- [DATA]:
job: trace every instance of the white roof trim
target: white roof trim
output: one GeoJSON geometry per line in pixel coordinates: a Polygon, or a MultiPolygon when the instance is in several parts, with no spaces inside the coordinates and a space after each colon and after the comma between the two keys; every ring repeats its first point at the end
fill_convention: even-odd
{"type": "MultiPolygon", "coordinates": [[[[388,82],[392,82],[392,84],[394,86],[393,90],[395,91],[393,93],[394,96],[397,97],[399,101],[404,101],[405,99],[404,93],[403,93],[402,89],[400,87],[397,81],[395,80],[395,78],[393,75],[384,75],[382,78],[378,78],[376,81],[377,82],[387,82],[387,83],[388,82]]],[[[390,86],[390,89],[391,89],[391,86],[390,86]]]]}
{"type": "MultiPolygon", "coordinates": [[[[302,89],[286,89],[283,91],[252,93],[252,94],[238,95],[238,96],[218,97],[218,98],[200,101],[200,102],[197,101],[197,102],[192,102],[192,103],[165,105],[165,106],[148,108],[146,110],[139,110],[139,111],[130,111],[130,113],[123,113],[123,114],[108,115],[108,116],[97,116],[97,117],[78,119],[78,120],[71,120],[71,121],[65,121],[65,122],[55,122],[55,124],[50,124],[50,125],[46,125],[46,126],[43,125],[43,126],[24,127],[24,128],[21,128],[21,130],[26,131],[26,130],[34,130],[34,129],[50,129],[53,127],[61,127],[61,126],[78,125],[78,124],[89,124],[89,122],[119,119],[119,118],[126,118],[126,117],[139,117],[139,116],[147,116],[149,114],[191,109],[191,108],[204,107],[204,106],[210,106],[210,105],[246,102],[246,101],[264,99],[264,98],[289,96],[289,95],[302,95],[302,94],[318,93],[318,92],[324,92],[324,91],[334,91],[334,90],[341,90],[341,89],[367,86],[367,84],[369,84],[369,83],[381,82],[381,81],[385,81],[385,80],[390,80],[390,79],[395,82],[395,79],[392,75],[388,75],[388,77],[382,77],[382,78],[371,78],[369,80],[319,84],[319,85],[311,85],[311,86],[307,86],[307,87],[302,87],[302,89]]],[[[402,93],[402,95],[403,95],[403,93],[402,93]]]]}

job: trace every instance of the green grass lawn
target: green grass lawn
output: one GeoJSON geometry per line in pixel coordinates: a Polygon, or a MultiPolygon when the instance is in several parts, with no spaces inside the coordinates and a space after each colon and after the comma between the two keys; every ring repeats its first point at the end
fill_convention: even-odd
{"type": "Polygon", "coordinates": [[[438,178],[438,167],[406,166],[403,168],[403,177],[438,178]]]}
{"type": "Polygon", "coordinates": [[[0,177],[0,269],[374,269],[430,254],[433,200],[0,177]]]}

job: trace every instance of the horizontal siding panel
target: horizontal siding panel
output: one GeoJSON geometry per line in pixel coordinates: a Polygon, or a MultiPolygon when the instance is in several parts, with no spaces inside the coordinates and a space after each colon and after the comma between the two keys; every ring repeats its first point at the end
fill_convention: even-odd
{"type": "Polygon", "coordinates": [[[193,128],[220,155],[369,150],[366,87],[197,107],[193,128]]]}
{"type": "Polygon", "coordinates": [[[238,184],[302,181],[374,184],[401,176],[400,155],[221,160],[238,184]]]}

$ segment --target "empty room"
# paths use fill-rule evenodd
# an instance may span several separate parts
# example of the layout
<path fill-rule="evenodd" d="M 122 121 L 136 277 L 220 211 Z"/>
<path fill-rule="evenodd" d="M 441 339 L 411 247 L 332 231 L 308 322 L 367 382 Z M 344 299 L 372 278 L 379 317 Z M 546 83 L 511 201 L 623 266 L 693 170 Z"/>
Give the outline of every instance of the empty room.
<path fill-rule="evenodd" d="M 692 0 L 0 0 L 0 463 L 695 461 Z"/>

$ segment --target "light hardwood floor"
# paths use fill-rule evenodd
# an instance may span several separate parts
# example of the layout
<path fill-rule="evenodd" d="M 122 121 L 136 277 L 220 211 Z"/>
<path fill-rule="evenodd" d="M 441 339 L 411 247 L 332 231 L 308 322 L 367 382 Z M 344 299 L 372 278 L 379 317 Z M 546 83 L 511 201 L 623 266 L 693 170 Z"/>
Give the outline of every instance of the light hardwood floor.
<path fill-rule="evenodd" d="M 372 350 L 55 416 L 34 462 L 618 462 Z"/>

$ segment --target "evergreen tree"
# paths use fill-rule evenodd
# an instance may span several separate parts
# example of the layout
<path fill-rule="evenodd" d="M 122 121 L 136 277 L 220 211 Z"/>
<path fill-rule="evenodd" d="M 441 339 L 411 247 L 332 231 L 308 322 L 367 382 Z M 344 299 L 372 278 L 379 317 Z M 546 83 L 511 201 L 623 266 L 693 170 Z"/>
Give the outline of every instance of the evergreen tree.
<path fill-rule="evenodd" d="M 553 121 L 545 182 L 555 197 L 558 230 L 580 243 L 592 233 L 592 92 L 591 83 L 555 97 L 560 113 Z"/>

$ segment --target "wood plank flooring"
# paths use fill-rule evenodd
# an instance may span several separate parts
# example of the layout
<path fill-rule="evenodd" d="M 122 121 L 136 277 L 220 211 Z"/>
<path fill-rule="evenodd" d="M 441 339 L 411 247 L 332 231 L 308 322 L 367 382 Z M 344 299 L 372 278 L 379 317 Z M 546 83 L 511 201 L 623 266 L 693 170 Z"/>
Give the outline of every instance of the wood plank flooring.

- [INSTRUCTIONS TO FOLLOW]: Can you format every line of the items above as a Markdown table with the columns Row and Line, numbering the rows in order and skipping any blank lines?

- [SOLUTION FOR THIS EXERCISE]:
| Row | Line |
|---|---|
| 1 | job: trace every instance of the white roof trim |
| 2 | target: white roof trim |
| 3 | output: one GeoJSON geometry per line in pixel coordinates: a Polygon, or a MultiPolygon when the instance is in several parts, with no spaces inside the coordinates and a space after each colon and after the comma between the two keys; every ring repeats its first point at the end |
| 4 | fill_convention: even-odd |
| 5 | {"type": "MultiPolygon", "coordinates": [[[[388,82],[392,82],[392,84],[394,86],[393,90],[395,91],[393,93],[394,96],[397,97],[399,101],[404,101],[405,99],[404,93],[403,93],[402,89],[400,87],[397,81],[395,80],[395,78],[393,75],[384,75],[382,78],[378,78],[376,81],[377,82],[387,82],[387,83],[388,82]]],[[[390,86],[390,89],[391,89],[391,86],[390,86]]]]} |
| 6 | {"type": "MultiPolygon", "coordinates": [[[[302,89],[286,89],[283,91],[252,93],[252,94],[238,95],[238,96],[218,97],[218,98],[200,101],[200,102],[197,101],[197,102],[192,102],[192,103],[165,105],[165,106],[148,108],[146,110],[139,110],[139,111],[130,111],[130,113],[123,113],[123,114],[108,115],[108,116],[97,116],[97,117],[78,119],[78,120],[71,120],[71,121],[65,121],[65,122],[55,122],[55,124],[50,124],[50,125],[46,125],[46,126],[43,125],[43,126],[24,127],[24,128],[21,128],[21,130],[26,131],[26,130],[34,130],[34,129],[50,129],[53,127],[61,127],[61,126],[78,125],[78,124],[89,124],[89,122],[119,119],[119,118],[126,118],[126,117],[139,117],[139,116],[147,116],[149,114],[191,109],[191,108],[204,107],[204,106],[210,106],[210,105],[246,102],[246,101],[264,99],[264,98],[289,96],[289,95],[302,95],[302,94],[318,93],[318,92],[324,92],[324,91],[334,91],[334,90],[341,90],[341,89],[367,86],[367,84],[369,84],[369,83],[381,82],[381,81],[385,81],[385,80],[390,80],[390,79],[395,82],[395,79],[392,75],[388,75],[388,77],[382,77],[382,78],[371,78],[369,80],[319,84],[319,85],[311,85],[311,86],[307,86],[307,87],[302,87],[302,89]]],[[[402,93],[402,95],[403,95],[403,93],[402,93]]]]} |
| 7 | job: trace every instance of the green grass lawn |
| 8 | target: green grass lawn |
| 9 | output: one GeoJSON geometry per line in pixel coordinates: a Polygon, or a MultiPolygon when the instance is in several parts, with no spaces inside the coordinates and a space after each colon and after the comma between the two keys; every ring repeats its first point at the end |
| 10 | fill_convention: even-odd |
| 11 | {"type": "Polygon", "coordinates": [[[438,178],[438,167],[406,166],[403,168],[403,177],[438,178]]]} |
| 12 | {"type": "Polygon", "coordinates": [[[0,177],[0,269],[374,269],[430,254],[433,200],[0,177]]]} |
| 13 | job: trace every instance of the horizontal siding panel |
| 14 | target: horizontal siding panel |
| 15 | output: one GeoJSON geometry per line in pixel coordinates: a Polygon, or a MultiPolygon when the instance is in several parts, with no spaces inside the coordinates and a space after each colon and after the comma between the two keys; every ring repeats its first point at the end |
| 16 | fill_convention: even-odd |
| 17 | {"type": "Polygon", "coordinates": [[[193,128],[220,155],[369,150],[366,87],[197,107],[193,128]]]} |
| 18 | {"type": "Polygon", "coordinates": [[[238,184],[302,181],[374,184],[401,176],[400,155],[221,160],[238,184]]]} |
| 19 | $ segment --target "empty room" |
| 20 | # paths use fill-rule evenodd |
| 21 | # an instance may span several separate parts |
| 22 | # example of the layout |
| 23 | <path fill-rule="evenodd" d="M 122 121 L 136 277 L 220 211 Z"/> |
| 24 | <path fill-rule="evenodd" d="M 441 339 L 411 247 L 332 231 L 308 322 L 367 382 Z M 344 299 L 372 278 L 379 317 Z M 546 83 L 511 201 L 623 266 L 693 170 Z"/> |
| 25 | Give the outline of every instance of the empty room. |
| 26 | <path fill-rule="evenodd" d="M 692 0 L 0 0 L 0 463 L 695 461 Z"/> |
| 27 | $ segment --target "light hardwood floor" |
| 28 | # paths use fill-rule evenodd |
| 29 | # an instance may span several separate parts |
| 30 | # example of the layout |
| 31 | <path fill-rule="evenodd" d="M 122 121 L 136 277 L 220 211 Z"/> |
| 32 | <path fill-rule="evenodd" d="M 441 339 L 411 247 L 332 231 L 308 322 L 367 382 Z M 344 299 L 372 278 L 379 317 Z M 546 83 L 511 201 L 623 266 L 693 170 Z"/> |
| 33 | Give the outline of every instance of the light hardwood floor. |
| 34 | <path fill-rule="evenodd" d="M 372 350 L 55 416 L 34 462 L 618 462 Z"/> |
| 35 | $ segment --target "evergreen tree" |
| 36 | # paths use fill-rule evenodd |
| 37 | # an instance may span several separate parts |
| 38 | # example of the layout |
| 39 | <path fill-rule="evenodd" d="M 122 121 L 136 277 L 220 211 Z"/> |
| 40 | <path fill-rule="evenodd" d="M 441 339 L 411 247 L 332 231 L 308 322 L 367 382 Z M 344 299 L 372 278 L 379 317 Z M 546 83 L 511 201 L 623 266 L 693 170 Z"/> |
| 41 | Give the outline of every instance of the evergreen tree. |
| 42 | <path fill-rule="evenodd" d="M 553 121 L 545 182 L 555 197 L 558 230 L 580 243 L 592 233 L 592 92 L 591 83 L 555 97 L 560 113 Z"/> |
| 43 | $ segment --target "wood plank flooring" |
| 44 | # paths use fill-rule evenodd |
| 45 | # an instance may span several separate parts |
| 46 | # example of the layout |
| 47 | <path fill-rule="evenodd" d="M 122 121 L 136 277 L 220 211 Z"/> |
| 48 | <path fill-rule="evenodd" d="M 441 339 L 411 247 L 332 231 L 308 322 L 367 382 Z M 344 299 L 372 278 L 379 317 Z M 546 83 L 511 201 L 623 266 L 693 170 Z"/> |
| 49 | Give the outline of every instance of the wood plank flooring. |